Text shown ->
====
Statistics 49S: Fundamentals of
Modern Statistical Modeling and Data Analysis

  Spring 2009

Course Home Page


Course Description

This course introduces modern statistical science, which combines mathematical theory and computing to answer applied data analysis questions.  Students learn the basics of advanced statistical modeling, with special emphasis on Monte Carlo (computer intensive) approaches for maximum likelihood and Bayesian inference.  Students study probability and statistical theory, learn to code statistical routines using a statistical programming language, and develop skills at analyzing data.  Applications are drawn from the social sciences, the natural sciences, and professional and intercollegiate sports.  Students who enjoy this course are likely to enjoy advanced courses in statistical science at Duke (see the on-line description of the major in statistical science).. 

Course Objectives

Logistics

Prerequisites

Students must have passed Math 31 and Math 32, or the equivalent.  Students should be either (i) comfortable with basic computer programming or (ii) willing to learn basic computer programming during the semester.  A previous statistics course is not required.

Readings

Lavine, M. (2008) Introduction to Statistical Thought. This book is free and can be downloaded at http://www.stat.duke.edu/~michael/book.html.  A copy is on the STA 49S Blackboard site in the Course Documents folder.
====
Entries shown ->

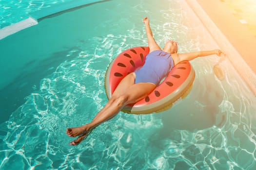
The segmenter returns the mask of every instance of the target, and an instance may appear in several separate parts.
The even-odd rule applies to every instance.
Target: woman
[[[77,145],[96,127],[115,117],[125,105],[134,103],[146,97],[158,85],[161,80],[177,64],[184,60],[192,60],[198,57],[212,54],[220,56],[219,50],[177,53],[178,43],[168,40],[162,50],[153,37],[149,19],[143,20],[146,28],[149,53],[143,66],[127,75],[120,82],[107,104],[90,123],[80,127],[67,129],[70,137],[79,137],[69,143]]]

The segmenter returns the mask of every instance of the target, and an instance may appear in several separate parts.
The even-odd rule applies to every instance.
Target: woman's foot
[[[66,134],[70,137],[76,137],[84,135],[84,134],[86,134],[86,132],[89,130],[89,128],[86,128],[85,126],[86,125],[75,128],[67,128]]]
[[[82,135],[78,137],[77,139],[70,142],[69,145],[76,146],[79,144],[83,139],[87,137],[88,135],[91,133],[91,132],[92,132],[93,129],[94,128],[93,128],[92,130],[86,131],[86,132],[84,133]]]

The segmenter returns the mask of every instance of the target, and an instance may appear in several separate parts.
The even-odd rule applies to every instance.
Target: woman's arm
[[[149,19],[147,17],[145,17],[143,22],[145,24],[146,28],[146,33],[147,34],[147,37],[148,37],[148,47],[149,47],[149,52],[155,50],[161,50],[161,48],[156,42],[155,38],[153,37],[153,34],[151,28],[149,25]]]
[[[184,60],[191,61],[199,57],[205,57],[210,55],[216,54],[218,56],[224,53],[220,50],[216,49],[211,51],[201,51],[194,52],[177,54],[178,62]]]

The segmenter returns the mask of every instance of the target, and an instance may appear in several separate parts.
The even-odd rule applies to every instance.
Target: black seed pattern
[[[165,83],[169,86],[172,86],[173,85],[173,84],[170,82],[166,82]]]
[[[124,64],[123,64],[122,63],[118,63],[118,66],[121,67],[122,68],[126,68],[126,66],[125,66]]]
[[[131,55],[129,55],[127,53],[125,53],[124,54],[123,54],[123,55],[124,55],[125,56],[127,57],[128,58],[132,58],[132,57],[131,57]]]
[[[144,56],[143,56],[143,54],[142,53],[140,53],[139,55],[140,56],[140,59],[141,60],[141,61],[143,62],[144,61]]]
[[[122,77],[123,75],[119,72],[115,72],[114,74],[116,77]]]
[[[130,60],[130,63],[133,66],[133,67],[135,67],[135,64],[134,63],[134,61],[132,60]]]
[[[160,93],[158,90],[155,90],[155,95],[157,97],[160,96]]]
[[[135,54],[137,54],[137,52],[136,52],[136,51],[135,50],[134,50],[134,49],[131,49],[130,50],[130,51],[132,52],[133,52],[133,53],[134,53]]]
[[[179,78],[180,78],[180,76],[177,75],[177,74],[172,75],[172,76],[177,78],[177,79],[179,79]]]

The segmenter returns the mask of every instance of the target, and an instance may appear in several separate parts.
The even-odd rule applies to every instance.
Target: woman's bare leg
[[[133,72],[127,75],[121,81],[115,90],[108,102],[100,110],[100,111],[96,115],[93,121],[96,119],[98,117],[100,116],[101,113],[104,112],[106,109],[111,105],[117,97],[119,96],[121,94],[123,93],[127,88],[134,85],[135,82],[135,73]]]
[[[113,118],[124,106],[136,102],[145,98],[155,87],[156,85],[146,83],[141,83],[131,85],[125,90],[123,94],[117,98],[112,104],[106,108],[104,111],[101,112],[99,116],[94,119],[91,123],[79,127],[70,128],[71,130],[67,132],[67,134],[70,136],[79,135],[77,135],[76,131],[80,131],[80,134],[83,133],[83,134],[82,134],[77,139],[71,142],[70,144],[76,145],[79,144],[84,138],[84,136],[91,132],[91,129],[94,129],[102,122]],[[84,132],[85,131],[87,131],[86,133]]]
[[[134,85],[135,82],[135,73],[132,73],[127,75],[124,78],[123,78],[119,83],[118,85],[115,90],[110,100],[107,103],[106,105],[98,112],[94,117],[93,120],[100,116],[101,114],[103,113],[106,109],[110,106],[114,101],[116,99],[117,97],[120,96],[125,90],[131,85]],[[86,133],[86,131],[88,131],[89,129],[87,125],[84,126],[78,127],[76,128],[67,128],[66,133],[70,137],[76,137],[78,136],[84,135]]]

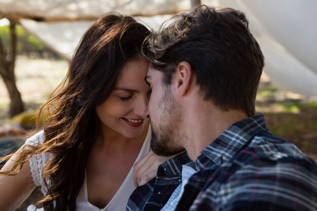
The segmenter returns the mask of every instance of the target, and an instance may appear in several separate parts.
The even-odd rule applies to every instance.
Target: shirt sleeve
[[[223,211],[315,211],[317,174],[311,164],[306,159],[290,157],[278,162],[254,160],[219,184],[218,191],[213,191],[213,186],[201,193],[195,206]],[[209,198],[214,194],[216,199],[211,205]]]

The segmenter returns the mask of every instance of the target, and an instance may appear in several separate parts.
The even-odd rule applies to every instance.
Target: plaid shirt
[[[316,162],[267,132],[263,115],[229,127],[196,168],[176,210],[317,210]]]
[[[155,178],[132,193],[126,210],[161,210],[182,182],[182,165],[191,161],[187,153],[183,152],[161,165]]]

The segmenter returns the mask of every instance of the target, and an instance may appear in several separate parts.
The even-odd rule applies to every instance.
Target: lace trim
[[[25,141],[25,145],[36,146],[44,142],[45,136],[44,131],[40,131]],[[42,191],[45,195],[47,193],[47,189],[45,186],[42,177],[42,170],[43,165],[47,161],[47,159],[49,157],[49,153],[43,153],[41,155],[30,157],[29,160],[32,178],[34,184],[36,186],[42,186]],[[29,157],[31,157],[30,155]]]

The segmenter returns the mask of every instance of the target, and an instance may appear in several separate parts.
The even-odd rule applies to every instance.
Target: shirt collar
[[[191,162],[187,152],[184,152],[171,158],[158,166],[157,176],[171,177],[182,173],[182,165]]]
[[[263,115],[254,116],[229,126],[202,151],[196,161],[199,171],[213,164],[220,165],[241,151],[256,134],[267,131]]]

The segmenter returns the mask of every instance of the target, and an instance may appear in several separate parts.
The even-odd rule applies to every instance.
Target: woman
[[[41,108],[44,131],[1,170],[0,210],[15,209],[35,186],[46,210],[125,209],[132,166],[149,151],[148,62],[141,53],[149,34],[115,13],[88,29],[66,80]]]

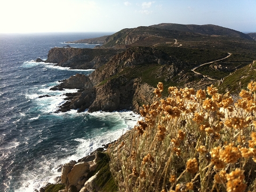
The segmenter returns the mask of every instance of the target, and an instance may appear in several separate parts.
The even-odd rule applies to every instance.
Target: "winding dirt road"
[[[178,41],[177,41],[177,39],[174,39],[174,40],[175,40],[175,43],[174,43],[174,44],[176,44],[176,45],[178,44]],[[182,46],[182,44],[180,44],[177,47],[179,47],[179,46]]]
[[[175,44],[175,43],[174,43]],[[228,55],[225,57],[224,58],[222,58],[222,59],[218,59],[218,60],[215,60],[215,61],[211,61],[211,62],[209,62],[207,63],[203,63],[203,64],[201,64],[199,66],[196,66],[196,67],[194,67],[194,68],[193,68],[192,69],[191,69],[191,70],[192,71],[193,71],[194,73],[195,73],[195,74],[198,74],[198,75],[202,75],[201,73],[198,73],[198,72],[196,72],[196,71],[195,71],[195,70],[196,70],[196,69],[197,69],[198,67],[200,67],[201,66],[203,66],[205,65],[207,65],[207,64],[210,64],[210,63],[214,63],[214,62],[217,62],[217,61],[220,61],[220,60],[223,60],[223,59],[227,59],[228,58],[229,58],[229,57],[231,56],[231,55],[232,54],[232,53],[228,53]],[[210,79],[210,80],[213,80],[213,81],[219,81],[219,80],[217,80],[217,79],[213,79],[212,78],[211,78],[211,77],[208,77],[207,75],[203,75],[204,77],[206,77],[207,78],[209,79]]]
====
What you need to do ->
1. According to the course page, why can a student who is not yet comfortable with basic computer programming still meet the prerequisites? Answer in one to three sentences.
2. Reproduce the course page verbatim between "This course introduces" and "in statistical science)..", inclusive.
3. For each statement, indicate whether it agrees with the course page, answering yes or no and quoting the deciding words: (a) Students must have completed a previous statistics course. (b) Some applications in the course come from professional and intercollegiate sports. (c) Students must purchase the assigned Lavine book.
The entries above come from a separate source unrelated to the course page.

Answers ->
1. The prerequisites accept either of two conditions: being comfortable with basic computer programming, or being willing to learn basic computer programming during the semester. A student who lacks that comfort can therefore qualify through the second condition.

2.
This course introduces modern statistical science, which combines mathematical theory and computing to answer applied data analysis questions.  Students learn the basics of advanced statistical modeling, with special emphasis on Monte Carlo (computer intensive) approaches for maximum likelihood and Bayesian inference.  Students study probability and statistical theory, learn to code statistical routines using a statistical programming language, and develop skills at analyzing data.  Applications are drawn from the social sciences, the natural sciences, and professional and intercollegiate sports.  Students who enjoy this course are likely to enjoy advanced courses in statistical science at Duke (see the on-line description of the major in statistical science)..

3.
(a) No: "A previous statistics course is not required."
(b) Yes: "Applications are drawn from the social sciences, the natural sciences, and professional and intercollegiate sports."
(c) No: "This book is free and can be downloaded at http://www.stat.duke.edu/~michael/book.html."